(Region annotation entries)
▬▬▬▬▬▬▬▬▬▬

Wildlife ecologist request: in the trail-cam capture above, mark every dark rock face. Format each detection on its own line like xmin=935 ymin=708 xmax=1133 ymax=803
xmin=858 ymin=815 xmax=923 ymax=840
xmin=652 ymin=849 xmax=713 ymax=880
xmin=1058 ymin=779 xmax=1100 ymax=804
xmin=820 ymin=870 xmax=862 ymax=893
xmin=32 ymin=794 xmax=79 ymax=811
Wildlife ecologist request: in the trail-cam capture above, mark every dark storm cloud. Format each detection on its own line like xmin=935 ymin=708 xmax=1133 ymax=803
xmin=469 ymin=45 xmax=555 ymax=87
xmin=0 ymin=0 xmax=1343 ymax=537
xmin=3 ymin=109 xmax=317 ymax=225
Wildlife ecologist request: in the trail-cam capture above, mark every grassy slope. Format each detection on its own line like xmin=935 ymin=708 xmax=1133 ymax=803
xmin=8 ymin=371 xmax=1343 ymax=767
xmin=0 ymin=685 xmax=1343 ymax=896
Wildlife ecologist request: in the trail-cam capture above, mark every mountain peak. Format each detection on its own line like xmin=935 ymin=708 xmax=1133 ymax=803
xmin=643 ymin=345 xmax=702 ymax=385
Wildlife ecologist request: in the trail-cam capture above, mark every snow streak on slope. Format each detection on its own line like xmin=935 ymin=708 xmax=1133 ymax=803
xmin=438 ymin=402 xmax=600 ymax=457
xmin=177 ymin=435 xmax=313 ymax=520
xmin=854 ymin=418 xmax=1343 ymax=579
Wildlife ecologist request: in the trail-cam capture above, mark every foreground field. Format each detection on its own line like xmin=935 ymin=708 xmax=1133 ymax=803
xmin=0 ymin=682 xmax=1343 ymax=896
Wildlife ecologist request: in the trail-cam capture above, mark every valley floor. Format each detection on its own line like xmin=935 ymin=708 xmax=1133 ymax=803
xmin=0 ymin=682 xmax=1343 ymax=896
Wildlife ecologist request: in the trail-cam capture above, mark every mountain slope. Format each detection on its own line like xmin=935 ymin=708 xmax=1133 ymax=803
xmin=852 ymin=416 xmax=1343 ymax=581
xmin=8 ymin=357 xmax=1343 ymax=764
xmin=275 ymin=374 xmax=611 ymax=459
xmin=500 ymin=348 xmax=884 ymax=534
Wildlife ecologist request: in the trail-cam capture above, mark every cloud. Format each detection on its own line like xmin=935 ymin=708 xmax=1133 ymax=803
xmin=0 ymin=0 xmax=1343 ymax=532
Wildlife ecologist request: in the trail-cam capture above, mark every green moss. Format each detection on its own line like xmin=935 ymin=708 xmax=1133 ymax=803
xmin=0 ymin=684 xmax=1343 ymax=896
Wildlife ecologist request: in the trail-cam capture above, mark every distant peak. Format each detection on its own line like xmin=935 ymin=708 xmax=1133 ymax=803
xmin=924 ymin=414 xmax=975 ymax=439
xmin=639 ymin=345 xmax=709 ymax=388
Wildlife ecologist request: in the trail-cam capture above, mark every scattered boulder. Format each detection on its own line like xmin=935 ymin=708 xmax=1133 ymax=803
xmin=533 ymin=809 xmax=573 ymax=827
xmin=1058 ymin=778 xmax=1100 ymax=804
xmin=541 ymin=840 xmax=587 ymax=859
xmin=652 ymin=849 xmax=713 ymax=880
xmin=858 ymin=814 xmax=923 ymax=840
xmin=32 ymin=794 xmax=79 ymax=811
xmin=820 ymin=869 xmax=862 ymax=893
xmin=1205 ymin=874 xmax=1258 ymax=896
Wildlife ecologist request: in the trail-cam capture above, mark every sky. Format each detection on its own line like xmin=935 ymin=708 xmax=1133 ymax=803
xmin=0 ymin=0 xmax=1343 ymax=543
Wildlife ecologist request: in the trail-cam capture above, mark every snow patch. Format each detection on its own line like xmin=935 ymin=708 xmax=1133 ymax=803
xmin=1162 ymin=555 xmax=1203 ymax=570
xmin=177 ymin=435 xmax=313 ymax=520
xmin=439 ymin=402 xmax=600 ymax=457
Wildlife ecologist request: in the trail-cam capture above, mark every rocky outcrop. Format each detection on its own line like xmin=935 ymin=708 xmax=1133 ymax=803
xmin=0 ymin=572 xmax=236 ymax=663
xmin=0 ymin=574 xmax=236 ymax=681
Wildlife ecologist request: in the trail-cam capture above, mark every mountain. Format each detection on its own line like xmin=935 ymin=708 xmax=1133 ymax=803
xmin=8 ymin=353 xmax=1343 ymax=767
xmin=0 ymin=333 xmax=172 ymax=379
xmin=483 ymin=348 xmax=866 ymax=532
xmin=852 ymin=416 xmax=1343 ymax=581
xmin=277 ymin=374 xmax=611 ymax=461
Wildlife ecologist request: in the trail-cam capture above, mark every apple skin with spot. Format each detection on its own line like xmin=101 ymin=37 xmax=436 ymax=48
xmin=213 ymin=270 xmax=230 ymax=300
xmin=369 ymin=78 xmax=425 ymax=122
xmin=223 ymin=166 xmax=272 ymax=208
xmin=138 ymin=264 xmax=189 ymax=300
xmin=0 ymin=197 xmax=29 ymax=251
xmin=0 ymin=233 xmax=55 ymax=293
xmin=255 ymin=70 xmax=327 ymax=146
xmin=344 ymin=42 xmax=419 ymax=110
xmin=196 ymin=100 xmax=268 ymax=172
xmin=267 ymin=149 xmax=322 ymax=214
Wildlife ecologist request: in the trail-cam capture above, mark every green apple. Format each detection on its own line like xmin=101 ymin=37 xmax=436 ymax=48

▬▬▬▬▬▬▬▬▬▬

Objective:
Could you give all the records above again, line for line, without changing anything?

Answer in full:
Wildlife ecologist request: in the trail-cam capture above, mark every dark rock face. Format each detection on its own line like xmin=935 ymin=708 xmax=1133 ymax=803
xmin=858 ymin=815 xmax=923 ymax=840
xmin=652 ymin=849 xmax=713 ymax=880
xmin=1058 ymin=779 xmax=1100 ymax=804
xmin=820 ymin=870 xmax=862 ymax=893
xmin=32 ymin=794 xmax=79 ymax=811
Wildlife ecologist request: in the trail-cam capture above, mark every dark storm cloud. Format each detection on its own line like xmin=935 ymin=708 xmax=1133 ymax=803
xmin=469 ymin=45 xmax=555 ymax=87
xmin=0 ymin=0 xmax=1343 ymax=537
xmin=3 ymin=109 xmax=317 ymax=225
Wildlife ecologist request: in the trail-cam capture above, mark every grassy slope. Format each detection on its own line like xmin=935 ymin=708 xmax=1133 ymax=803
xmin=8 ymin=371 xmax=1343 ymax=767
xmin=0 ymin=685 xmax=1343 ymax=896
Wildlife ecologist request: in the trail-cam capture above, mark every mountain peak. Format each detection on its own line like xmin=935 ymin=708 xmax=1133 ymax=803
xmin=643 ymin=345 xmax=702 ymax=385
Wildlife ecologist request: in the trail-cam capture above, mark every snow streak on slope. Format each detection on its own line like xmin=935 ymin=708 xmax=1133 ymax=803
xmin=438 ymin=402 xmax=600 ymax=457
xmin=177 ymin=435 xmax=313 ymax=520
xmin=854 ymin=418 xmax=1343 ymax=579
Wildlife ecologist request: in the trail-cam capture above, mark every foreground field. Format each detection on its own line like xmin=935 ymin=708 xmax=1133 ymax=803
xmin=0 ymin=682 xmax=1343 ymax=896
Wildlife ecologist request: in the trail-cam capture above, mark every valley floor. Format each detection on its own line like xmin=935 ymin=708 xmax=1133 ymax=803
xmin=0 ymin=682 xmax=1343 ymax=896
Wildlife ecologist request: in the trail-cam capture above, mark every mountain slope. Format each detection on its own line like xmin=935 ymin=708 xmax=1133 ymax=803
xmin=852 ymin=416 xmax=1343 ymax=581
xmin=8 ymin=357 xmax=1343 ymax=764
xmin=275 ymin=374 xmax=611 ymax=459
xmin=500 ymin=348 xmax=884 ymax=534
Wildlife ecologist request: in the trail-cam capture above, mark every cloud. Format each detection on its own line like xmin=935 ymin=708 xmax=1133 ymax=803
xmin=0 ymin=0 xmax=1343 ymax=532
Wildlife ecologist request: in the trail-cam capture above, mark every green moss. Format each detection on its own line like xmin=935 ymin=708 xmax=1133 ymax=803
xmin=0 ymin=684 xmax=1343 ymax=896
Wildlife ecologist request: in the trail-cam capture above, mark every distant peak. Format each detection on its own line like xmin=935 ymin=708 xmax=1133 ymax=803
xmin=924 ymin=414 xmax=975 ymax=439
xmin=639 ymin=345 xmax=709 ymax=388
Wildlife ecologist request: in the trail-cam capture above, mark every scattered boulder. Format each detection on its own line like xmin=935 ymin=708 xmax=1133 ymax=803
xmin=533 ymin=809 xmax=573 ymax=827
xmin=1058 ymin=778 xmax=1100 ymax=804
xmin=541 ymin=840 xmax=587 ymax=859
xmin=652 ymin=849 xmax=713 ymax=880
xmin=858 ymin=814 xmax=923 ymax=840
xmin=32 ymin=794 xmax=79 ymax=811
xmin=820 ymin=869 xmax=862 ymax=893
xmin=1205 ymin=874 xmax=1258 ymax=896
Wildlife ecologist request: in the trail-cam capture above, mark every sky. Format each detection on its own line like xmin=935 ymin=708 xmax=1133 ymax=803
xmin=0 ymin=0 xmax=1343 ymax=543
Wildlife ecologist request: in the trail-cam capture above, mark every snow patch. Format each detection on its own line like xmin=935 ymin=708 xmax=1133 ymax=803
xmin=1162 ymin=555 xmax=1203 ymax=570
xmin=177 ymin=435 xmax=313 ymax=520
xmin=439 ymin=402 xmax=600 ymax=457
Wildlife ecologist request: in the trail-cam capture above, mark every rocky outcrop. Format each detection on its own line like xmin=935 ymin=708 xmax=1133 ymax=803
xmin=0 ymin=572 xmax=236 ymax=663
xmin=0 ymin=574 xmax=236 ymax=681
Wildlife ecologist request: in the trail-cam capture above, mark every mountain. Format each detection on its own line like xmin=935 ymin=708 xmax=1133 ymax=803
xmin=8 ymin=353 xmax=1343 ymax=767
xmin=0 ymin=333 xmax=172 ymax=379
xmin=483 ymin=348 xmax=866 ymax=532
xmin=852 ymin=416 xmax=1343 ymax=581
xmin=277 ymin=374 xmax=611 ymax=461
Wildlife ecologist request: in the trail-cam capture above, mark every apple skin with spot. Format each detection on its own line like xmin=101 ymin=37 xmax=436 ymax=48
xmin=213 ymin=270 xmax=230 ymax=300
xmin=369 ymin=78 xmax=425 ymax=122
xmin=223 ymin=166 xmax=272 ymax=208
xmin=138 ymin=264 xmax=189 ymax=300
xmin=0 ymin=197 xmax=29 ymax=251
xmin=0 ymin=233 xmax=55 ymax=293
xmin=255 ymin=70 xmax=327 ymax=146
xmin=344 ymin=42 xmax=419 ymax=110
xmin=196 ymin=100 xmax=268 ymax=172
xmin=267 ymin=149 xmax=322 ymax=214
Wildlife ecologist request: in the trail-cam capture above, mark every green apple. Format each detection on its own line like xmin=101 ymin=37 xmax=436 ymax=48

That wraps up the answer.